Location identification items
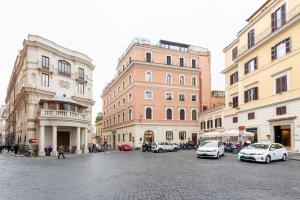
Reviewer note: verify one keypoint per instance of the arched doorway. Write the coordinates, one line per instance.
(149, 136)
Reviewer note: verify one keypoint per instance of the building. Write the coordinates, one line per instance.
(49, 97)
(262, 75)
(212, 120)
(2, 125)
(157, 94)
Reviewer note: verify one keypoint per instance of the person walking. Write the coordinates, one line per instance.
(61, 151)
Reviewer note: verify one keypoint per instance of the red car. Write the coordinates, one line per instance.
(125, 147)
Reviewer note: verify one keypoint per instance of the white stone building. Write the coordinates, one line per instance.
(50, 97)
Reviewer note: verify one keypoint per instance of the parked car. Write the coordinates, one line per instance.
(210, 148)
(263, 152)
(164, 146)
(125, 147)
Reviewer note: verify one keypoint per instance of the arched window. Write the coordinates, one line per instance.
(182, 114)
(148, 113)
(194, 114)
(181, 80)
(130, 114)
(148, 76)
(64, 68)
(169, 114)
(169, 79)
(194, 81)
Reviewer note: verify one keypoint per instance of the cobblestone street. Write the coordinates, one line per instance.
(137, 175)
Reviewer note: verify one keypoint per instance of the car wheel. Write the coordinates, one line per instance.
(284, 157)
(268, 159)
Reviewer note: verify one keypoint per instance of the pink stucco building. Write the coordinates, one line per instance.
(157, 94)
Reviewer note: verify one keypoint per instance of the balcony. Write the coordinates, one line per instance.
(61, 114)
(269, 31)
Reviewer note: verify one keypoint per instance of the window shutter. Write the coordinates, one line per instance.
(283, 14)
(255, 93)
(273, 22)
(287, 45)
(273, 53)
(246, 96)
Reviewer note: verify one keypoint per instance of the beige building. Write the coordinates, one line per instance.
(262, 74)
(49, 97)
(157, 94)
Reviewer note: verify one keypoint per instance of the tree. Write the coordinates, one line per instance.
(99, 117)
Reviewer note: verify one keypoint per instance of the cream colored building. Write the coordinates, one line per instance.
(157, 94)
(49, 97)
(262, 74)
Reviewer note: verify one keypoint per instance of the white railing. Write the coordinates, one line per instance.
(62, 114)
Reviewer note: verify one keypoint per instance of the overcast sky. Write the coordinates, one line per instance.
(103, 29)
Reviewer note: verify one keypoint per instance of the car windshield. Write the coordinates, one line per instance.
(209, 144)
(258, 146)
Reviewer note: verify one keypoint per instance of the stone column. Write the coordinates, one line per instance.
(85, 141)
(54, 141)
(78, 150)
(42, 141)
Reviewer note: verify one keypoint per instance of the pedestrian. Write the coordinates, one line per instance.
(61, 151)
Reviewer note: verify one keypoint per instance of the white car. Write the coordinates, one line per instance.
(164, 146)
(263, 152)
(210, 148)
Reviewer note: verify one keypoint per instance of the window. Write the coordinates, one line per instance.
(251, 65)
(64, 68)
(81, 73)
(251, 94)
(81, 88)
(218, 122)
(235, 120)
(251, 115)
(281, 110)
(148, 113)
(251, 38)
(181, 97)
(181, 62)
(210, 124)
(202, 125)
(278, 18)
(181, 80)
(148, 76)
(182, 114)
(169, 79)
(194, 97)
(235, 102)
(169, 60)
(182, 135)
(45, 80)
(130, 114)
(194, 81)
(148, 57)
(281, 84)
(45, 62)
(234, 78)
(169, 95)
(169, 114)
(169, 135)
(148, 95)
(280, 49)
(234, 53)
(193, 63)
(194, 114)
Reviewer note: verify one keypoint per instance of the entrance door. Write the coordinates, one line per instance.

• _Task details_
Can you copy all the items above word for word, leaving out the pictures?

• _Answer to this task_
Reviewer note: verify one keypoint per instance of the arched doorway. Write the coordinates, one line per instance.
(149, 136)
Reviewer note: verify one keypoint per instance of the building. Write the coordinates, one line per instance.
(49, 97)
(262, 75)
(212, 120)
(2, 125)
(157, 94)
Reviewer note: verify one keypoint per instance of the person walking. Write the coordinates, one line per instance.
(61, 151)
Reviewer note: verify one keypoint per instance of the red car. Write the coordinates, one line per instance.
(125, 147)
Reviewer note: verify one keypoint per instance of the white stone building. Write the coordinates, one line per instance.
(50, 97)
Reviewer note: verify one keypoint per instance of the parked car. Write the coordinates, one line per instance.
(210, 148)
(263, 152)
(164, 146)
(125, 147)
Reviewer note: verify one keypoint per instance of the arched window. Write the coordinates, one line per instance.
(182, 114)
(148, 113)
(194, 114)
(181, 80)
(130, 114)
(148, 76)
(64, 68)
(169, 114)
(169, 79)
(194, 81)
Reviewer note: verify one keypoint per instance of the cobblestone street. Write the coordinates, one line per instance.
(137, 175)
Reviewer note: verify one keypoint per instance of the car wheel. Write the coordinates, one line per instance.
(284, 157)
(268, 159)
Reviewer note: verify one keypoint per instance of the pink stucco building. Write the coordinates, one line per instance.
(157, 94)
Reviewer note: verify one keypoint per instance of the balcony. Write the coordinates, one line per instance.
(61, 114)
(269, 31)
Reviewer note: verify one keypoint per instance of the window shutter. Write the coordinates, one line per instance.
(283, 14)
(255, 93)
(273, 22)
(287, 45)
(273, 53)
(246, 96)
Reviewer note: verify one keypoint per instance of the beige building. Write the coordinates, one line per instance.
(262, 74)
(49, 97)
(157, 94)
Reviewer note: verify one keypoint per instance of the tree. Write the coordinates, one line per instance.
(99, 117)
Reviewer note: verify one keypoint per instance of the cream colored building. Write the coordinates, one line per instance.
(157, 94)
(49, 97)
(262, 74)
Reviewer note: verify one keypoint per instance of the white railing. Write the coordinates, one line per instance.
(62, 114)
Reviewer note: verify one keypoint per instance of the overcast sky. Write the coordinates, one line per instance.
(103, 29)
Reviewer note: verify one keypoint per instance of the car windshield. Write the coordinates, one line per instance.
(209, 144)
(258, 146)
Reviewer note: verify one keypoint per instance of the stone column. Write the coordinates, one line per instance.
(85, 141)
(54, 141)
(78, 150)
(42, 141)
Reviewer note: verify one keypoint per instance of the pedestrian. Write the coordinates, one line per instance.
(61, 151)
Reviewer note: verify one keypoint per instance of the white car. Write the coordinates, one line per instance.
(164, 146)
(263, 152)
(210, 148)
Reviewer note: verify one keypoint per instance of the window. Write the coordinates, one line per instance.
(251, 65)
(64, 68)
(81, 73)
(251, 94)
(81, 88)
(218, 122)
(235, 120)
(251, 115)
(281, 110)
(148, 113)
(251, 38)
(181, 97)
(181, 62)
(210, 124)
(202, 125)
(278, 18)
(181, 80)
(148, 76)
(182, 114)
(169, 79)
(194, 97)
(235, 102)
(169, 60)
(182, 135)
(45, 80)
(130, 114)
(194, 81)
(148, 57)
(281, 84)
(45, 62)
(234, 78)
(169, 95)
(169, 114)
(169, 135)
(148, 95)
(280, 49)
(234, 53)
(193, 63)
(194, 114)
Reviewer note: verify one keypoint per instance of the entrance door. Write the coordinates, one line per instance.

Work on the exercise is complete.